** Work instructions **
What follows is a listing; give it again exactly, in its entirety.
__________
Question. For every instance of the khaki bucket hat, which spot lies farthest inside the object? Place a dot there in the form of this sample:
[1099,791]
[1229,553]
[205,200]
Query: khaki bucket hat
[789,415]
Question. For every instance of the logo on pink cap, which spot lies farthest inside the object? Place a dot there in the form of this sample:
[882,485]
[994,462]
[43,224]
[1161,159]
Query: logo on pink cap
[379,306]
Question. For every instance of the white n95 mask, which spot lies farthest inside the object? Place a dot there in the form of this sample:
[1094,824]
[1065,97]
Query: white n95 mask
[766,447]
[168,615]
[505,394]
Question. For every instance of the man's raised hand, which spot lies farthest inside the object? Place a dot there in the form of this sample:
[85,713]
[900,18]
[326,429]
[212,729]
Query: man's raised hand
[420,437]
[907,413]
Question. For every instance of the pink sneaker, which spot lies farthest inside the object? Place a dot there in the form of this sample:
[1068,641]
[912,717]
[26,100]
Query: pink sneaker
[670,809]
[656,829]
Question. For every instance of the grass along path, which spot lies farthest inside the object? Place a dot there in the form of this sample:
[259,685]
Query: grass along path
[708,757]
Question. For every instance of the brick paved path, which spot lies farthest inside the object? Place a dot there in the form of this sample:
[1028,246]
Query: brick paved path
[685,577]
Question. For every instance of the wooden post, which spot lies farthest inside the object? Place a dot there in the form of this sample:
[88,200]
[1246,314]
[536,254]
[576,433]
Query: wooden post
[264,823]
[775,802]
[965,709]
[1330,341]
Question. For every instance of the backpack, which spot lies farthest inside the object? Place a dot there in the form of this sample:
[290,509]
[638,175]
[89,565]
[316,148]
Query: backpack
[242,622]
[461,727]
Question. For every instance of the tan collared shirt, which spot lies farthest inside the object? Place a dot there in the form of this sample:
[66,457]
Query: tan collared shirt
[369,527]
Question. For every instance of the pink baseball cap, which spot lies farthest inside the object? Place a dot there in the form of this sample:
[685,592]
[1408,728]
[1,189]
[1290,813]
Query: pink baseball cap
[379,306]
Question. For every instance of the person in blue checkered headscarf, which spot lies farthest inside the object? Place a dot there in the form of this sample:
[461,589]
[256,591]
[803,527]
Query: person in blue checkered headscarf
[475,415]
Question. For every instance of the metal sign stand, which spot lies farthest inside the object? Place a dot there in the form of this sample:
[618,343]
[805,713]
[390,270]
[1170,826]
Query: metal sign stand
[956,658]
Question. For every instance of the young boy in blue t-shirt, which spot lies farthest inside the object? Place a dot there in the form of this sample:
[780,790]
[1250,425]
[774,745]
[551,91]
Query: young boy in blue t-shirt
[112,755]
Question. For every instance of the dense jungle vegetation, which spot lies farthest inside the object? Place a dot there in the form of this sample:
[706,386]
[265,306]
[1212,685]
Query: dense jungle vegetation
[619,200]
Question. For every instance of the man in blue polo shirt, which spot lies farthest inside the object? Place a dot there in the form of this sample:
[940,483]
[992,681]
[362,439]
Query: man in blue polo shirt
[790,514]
__________
** Exercise answer **
Question. For every instance of the khaki bucket hat, which spot lies farthest inside the object? Place a dot there in the form of this sample:
[1099,791]
[1229,553]
[205,200]
Query: khaki bucket hat
[789,415]
Question. For every instance of the logo on pink cap, which spot lies farthest inside the object? Place a dot there in the form of this sample:
[882,485]
[994,462]
[43,224]
[1161,159]
Query: logo on pink cap
[379,306]
Question. For every instance of the white n95 mask, which spot lies farthest inside the object? Place a dot there in the form of this sample:
[1094,824]
[1065,97]
Query: white n95 mask
[766,447]
[168,615]
[505,394]
Question. For every instance of the man's raised hand, which spot lies farthest inside the object? Place a dot there in the form of this sample:
[85,713]
[900,18]
[326,429]
[212,729]
Query: man's raised hand
[420,437]
[907,413]
Question. For every instance of the pink sneaker, which spot lies farthest inside the object? Place a dot there in the form of this sample:
[1068,641]
[912,717]
[26,100]
Query: pink sneaker
[670,809]
[656,829]
Question. For every instance of the grass along path, which spot lies farthest inside the object? Place a dot there in the form of this sample:
[259,685]
Query: grass along path
[708,757]
Question. For every instance of the brick paved path, which spot lies farthest inside the object? Place a dot there in the form of this sample:
[1028,246]
Query: brick paved path
[685,577]
Question. For every instance of the wooden post, which spot lies farthest inside the object? Place a dot there in the form of this sample:
[88,200]
[1246,314]
[536,254]
[576,433]
Query: wooden post
[264,823]
[775,802]
[965,709]
[1330,341]
Question. For every instance of the backpack, which spot lies farthest inside the object? Place a dot there in the form of this sample:
[290,509]
[638,175]
[89,565]
[316,148]
Query: backpack
[242,622]
[461,727]
Question. For every instance of the tan collared shirt, which spot lies farthest inside the object? Place a dot there in the form of this sample:
[66,457]
Query: tan collared shirt
[369,527]
Question. For every instance of the pink baseball cap, which spot lies farthest inside the object? Place a dot there in the form of this sample:
[685,592]
[1408,728]
[1,189]
[1290,813]
Query: pink baseball cap
[379,306]
Question. For every instance of the person in blue checkered headscarf, which spot lies farthest inside the object? Place a dot there in the form of this sample:
[461,589]
[256,591]
[803,527]
Query: person in blue checkered headscarf
[475,415]
Question. For every instance of the metal sign stand, which spot lies farthest inside the object? Place a dot there in the form of this sample:
[618,343]
[805,713]
[390,270]
[1170,826]
Query: metal sign stand
[956,658]
Question. For every instance of the young boy in blue t-shirt, which spot lies farthest inside the object? Place a dot there in the form of this sample:
[780,790]
[1250,425]
[774,745]
[551,91]
Query: young boy in blue t-shirt
[112,755]
Question. For every instance of the dense jungle vegetation, which spot lies farthest inside the object? Place a dot there in the form of this sample:
[706,386]
[265,306]
[1212,685]
Query: dense jungle vegetation
[619,200]
Question. For every instance of the man in blue polo shirt, which spot lies farthest inside the object? Place a dot there in the form of this sample:
[940,483]
[992,681]
[362,439]
Query: man in blue polo shirt
[790,514]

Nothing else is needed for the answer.